Psychologie: Wieso unser inneres Team der Schlüssel zu guten Entscheidungen ist
Vom inneren Kind haben die meisten von uns inzwischen gehört. Warum das "innere Team" viel wichtiger ist, um unsere Psyche zu verstehen – und wie du es nutzen kannst, um innere Konflikte zu lösen und gute Entscheidungen zu treffen.

Vom inneren Kind haben die meisten von uns inzwischen gehört. Warum das "innere Team" viel wichtiger ist, um unsere Psyche zu verstehen – und wie du es nutzen kannst, um innere Konflikte zu lösen und gute Entscheidungen zu treffen.
Wenn wir negative Gefühle oder innere Konflikte erleben, geht es dabei selten nur um die heutige Situation. Zum Beispiel darum, dass unser Partner den Geschirrspüler wieder nicht ausgeräumt hat oder um die Frage, ob es okay ist, nicht beim Umzug unserer Freundin zu helfen, weil es uns gerade nicht gut geht und wir das Wochenende lieber mit Dingen verbringen würden, die uns guttun.
Denn in solchen Momenten melden sich bei vielen von uns alte Gefühle und Muster zu Wort, etwa aus der Kindheit oder aus anderen prägenden Phasen. Mit dem Begriff des inneren Kindes sind die meisten von uns vertraut. Die Hamburger Psychotherapeutin und Autorin Dagmar Kumbier stellt in ihrem neuen Buch "Wie dein inneres Team tickt" das noch umfassendere psychologische Modell des inneren Teams vor.
Das innere Team: Ein komplexes System innerer Anteile
Demnach prägen unterschiedliche Anteile unseres Inneren unser Erleben und Verhalten. Dabei folgt die Dynamik des inneren Teams ähnlichen Prinzipien wie in externen Teams oder Familien, in denen die verschiedenen Anteile sich Gehör verschaffen wollen und sich unterschiedlich verhalten.
"Um die inneren Kinder schart sich ein komplexes System von inneren Beschützern, die verhindern wollen, dass diese Kinder erneut verletzt werden – und dass die Gefühle dieser Kinder uns in Bedrängnis oder in Gefahr bringen", erklärt Kumbier. "Wir alle haben viele und sehr unterschiedliche innere Anteile in uns, und das ist absolut normal und gesund. Je besser es uns gelingt, diese Anteile wahrzunehmen und sie in ihrer Unterschiedlichkeit zu respektieren und zu integrieren, desto mehr werden wir uns in Einklang mit uns selber fühlen."

(Einträge zur Position von Bildobjekten)
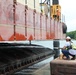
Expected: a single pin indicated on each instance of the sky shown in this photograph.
(68, 9)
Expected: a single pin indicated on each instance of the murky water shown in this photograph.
(43, 67)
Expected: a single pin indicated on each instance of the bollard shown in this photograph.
(56, 46)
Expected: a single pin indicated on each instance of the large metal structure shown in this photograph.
(19, 22)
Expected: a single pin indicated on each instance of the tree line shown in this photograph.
(72, 34)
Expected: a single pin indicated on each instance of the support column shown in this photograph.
(56, 46)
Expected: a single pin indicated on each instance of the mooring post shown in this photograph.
(56, 46)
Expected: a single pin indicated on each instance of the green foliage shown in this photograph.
(72, 34)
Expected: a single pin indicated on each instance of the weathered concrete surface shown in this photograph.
(63, 67)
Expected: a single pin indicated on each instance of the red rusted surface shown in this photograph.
(28, 25)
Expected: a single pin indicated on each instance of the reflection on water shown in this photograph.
(41, 68)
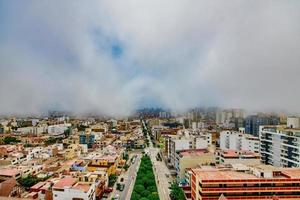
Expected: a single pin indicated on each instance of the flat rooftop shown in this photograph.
(215, 174)
(82, 186)
(65, 182)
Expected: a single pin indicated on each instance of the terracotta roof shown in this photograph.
(222, 197)
(65, 182)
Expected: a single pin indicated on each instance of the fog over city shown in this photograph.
(113, 57)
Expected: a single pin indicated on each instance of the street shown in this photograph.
(161, 172)
(129, 180)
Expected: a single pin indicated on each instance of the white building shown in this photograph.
(187, 142)
(280, 145)
(69, 188)
(58, 129)
(238, 141)
(224, 116)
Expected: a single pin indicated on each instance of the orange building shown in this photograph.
(259, 182)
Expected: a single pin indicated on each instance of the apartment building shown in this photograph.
(190, 159)
(232, 157)
(238, 141)
(280, 145)
(69, 188)
(187, 142)
(245, 182)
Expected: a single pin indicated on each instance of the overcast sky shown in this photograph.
(112, 57)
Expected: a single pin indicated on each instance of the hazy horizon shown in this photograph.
(113, 57)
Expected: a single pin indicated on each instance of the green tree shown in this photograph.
(145, 193)
(112, 179)
(153, 197)
(139, 188)
(135, 196)
(10, 140)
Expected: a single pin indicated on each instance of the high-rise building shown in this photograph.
(239, 141)
(87, 138)
(280, 145)
(253, 122)
(244, 182)
(225, 116)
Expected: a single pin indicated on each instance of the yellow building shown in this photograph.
(191, 159)
(107, 162)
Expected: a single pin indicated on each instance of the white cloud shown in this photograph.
(180, 53)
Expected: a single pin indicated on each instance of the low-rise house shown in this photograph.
(191, 159)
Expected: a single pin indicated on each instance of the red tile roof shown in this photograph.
(65, 182)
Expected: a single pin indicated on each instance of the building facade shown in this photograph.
(238, 141)
(280, 146)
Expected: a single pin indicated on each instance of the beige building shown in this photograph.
(240, 157)
(191, 159)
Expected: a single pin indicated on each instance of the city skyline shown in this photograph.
(115, 57)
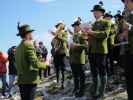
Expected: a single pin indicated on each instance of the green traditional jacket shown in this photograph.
(27, 63)
(129, 19)
(101, 30)
(112, 34)
(60, 42)
(77, 54)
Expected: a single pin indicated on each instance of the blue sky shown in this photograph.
(42, 15)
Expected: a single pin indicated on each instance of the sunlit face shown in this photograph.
(77, 28)
(97, 14)
(29, 36)
(129, 4)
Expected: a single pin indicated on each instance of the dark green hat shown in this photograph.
(118, 15)
(76, 23)
(122, 0)
(24, 29)
(108, 15)
(98, 7)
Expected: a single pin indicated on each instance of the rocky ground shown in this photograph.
(49, 90)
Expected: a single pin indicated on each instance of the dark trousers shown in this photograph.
(59, 66)
(79, 77)
(129, 76)
(99, 74)
(40, 73)
(4, 83)
(110, 63)
(47, 71)
(27, 91)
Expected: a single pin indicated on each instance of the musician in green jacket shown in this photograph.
(98, 51)
(110, 42)
(27, 64)
(129, 68)
(77, 59)
(60, 50)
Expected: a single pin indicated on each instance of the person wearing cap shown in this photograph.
(98, 51)
(129, 68)
(110, 66)
(27, 63)
(121, 37)
(60, 50)
(77, 59)
(12, 68)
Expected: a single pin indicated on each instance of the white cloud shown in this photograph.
(45, 1)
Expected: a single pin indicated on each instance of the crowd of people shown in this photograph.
(106, 44)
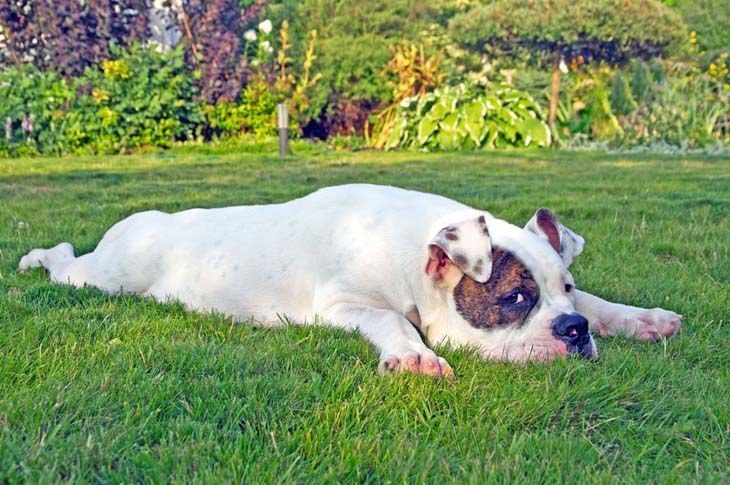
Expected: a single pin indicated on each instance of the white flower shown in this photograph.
(250, 35)
(563, 67)
(266, 26)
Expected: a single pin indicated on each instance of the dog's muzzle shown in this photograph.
(572, 328)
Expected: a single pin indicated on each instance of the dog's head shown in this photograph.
(508, 290)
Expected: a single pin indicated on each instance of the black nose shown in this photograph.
(571, 328)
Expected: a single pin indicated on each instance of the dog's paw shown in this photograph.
(645, 325)
(425, 362)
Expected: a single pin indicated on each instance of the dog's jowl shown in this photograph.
(377, 259)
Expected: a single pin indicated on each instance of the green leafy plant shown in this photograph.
(32, 110)
(452, 118)
(686, 107)
(139, 97)
(254, 114)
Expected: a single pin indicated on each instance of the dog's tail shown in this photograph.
(54, 260)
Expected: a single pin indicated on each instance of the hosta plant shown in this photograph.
(461, 117)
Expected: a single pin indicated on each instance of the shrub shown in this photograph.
(212, 32)
(684, 107)
(353, 47)
(32, 110)
(140, 97)
(452, 118)
(255, 114)
(69, 35)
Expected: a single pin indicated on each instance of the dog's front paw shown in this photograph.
(644, 325)
(423, 362)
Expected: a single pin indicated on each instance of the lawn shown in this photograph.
(118, 389)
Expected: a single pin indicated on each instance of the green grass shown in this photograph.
(118, 389)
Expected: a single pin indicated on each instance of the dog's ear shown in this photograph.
(567, 243)
(458, 249)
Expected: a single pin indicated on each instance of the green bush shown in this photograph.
(453, 118)
(35, 103)
(684, 108)
(139, 98)
(254, 114)
(353, 45)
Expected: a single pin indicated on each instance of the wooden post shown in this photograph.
(283, 126)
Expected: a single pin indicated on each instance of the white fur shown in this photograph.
(353, 256)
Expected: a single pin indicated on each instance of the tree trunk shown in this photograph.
(554, 91)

**Arbeitsanweisung**
Schreibe den Text über das innere Team im Anschluss an seinen letzten Satz weiter. Die Einträge stammen aus einer anderen Quelle.

**Ergebnis siehe unten**
Um das Konzept besser zu verstehen, ist es sinnvoll, sich zunächst vor Augen zu führen, welche Art von "Teammitgliedern" wir in uns haben können.
Aus diesen Mitgliedern kann unser inneres Team bestehen
- Verletzte innere Kinder: Den Begriff des inneren Kindes haben vermutlich die meisten von uns schon mal gehört. Auch im inneren Team spielen innere Kinder eine Rolle, sie sind in verstörenden Situationen in der Vergangenheit "gefangen" und erleben Situationen heute vor dem Hintergrund dieser alten Erfahrungen und Gefühle. Sie brauchen vor allem Verständnis, Trost, Schutz und liebevolle Unterstützung.
- Wächter: Diese Anteile unserer Persönlichkeit haben sich entwickelt, um die verletzten inneren Kinder davor zu schützen, erneut verletzt zu werden. Die Strategien, die sie dafür anwenden, haben ihnen damals geholfen, können uns aber heute einschränken. Es gibt ganz verschiedene Arten von Wächtern, dazu gehören solche, die besonders streng oder perfektionistisch sind, oder solche, die als "Scheinerwachsene" auftreten und starre Deutungsmuster aus der Vergangenheit verfolgen. "Gefühlswächter" beispielsweise akzeptieren unsere Gefühle erst nach strenger Prüfung.
- Erwachsene Anteile: Diese Mitglieder des inneren Teams sind in der heutigen Realität verankert. Sie sind kompetent, lernen aus Erfahrungen und können verhandeln. Sie kümmern sich um gegenwärtige Aufgaben, unsere Grenzen und unsere Gesundheit. Sie sagen beispielsweise Nein, wenn etwas zu viel wird, und achten die Selbstfürsorge. Erwachsene Anteile könnten etwa ein "liebender Vater", ein "Partner", "die Kompetente" oder "die Lebenserfahrene" sein.
- Freie Kinder: Diese Persönlichkeitsanteile sind lebendig, unbefangen, kreativ und voller Lebensfreude. Sie genießen – ganz kindlich – das reine Tun, dafür werden sie allerdings manchmal von den Wächtern "weggesperrt".
- Das Selbst: Diese Instanz leitet das innere Team. Das Selbst behält stets den Überblick über die innere Landschaft, kümmert sich um einzelne Teammitglieder und lenkt die innere Dynamik auf eine konstruktive Weise. Es ist achtsam und hat dabei sowohl das eigene Wohl als auch nach Möglichkeit das der Mitmenschen im Blick. Jede Person hat sein solches Selbst.
- Zusätzlich zu diesen grundlegenden Mitgliedern kann es auch weitere Anteile haben, die uns in bestimmten Situationen unterstützen. Das könnten beispielsweise eine "Mrs. Good Enough" für mehr Gelassenheit sein, eine "weise Frau" für die innere Führung oder "Spätmelder", die uns erst später bewusst werden.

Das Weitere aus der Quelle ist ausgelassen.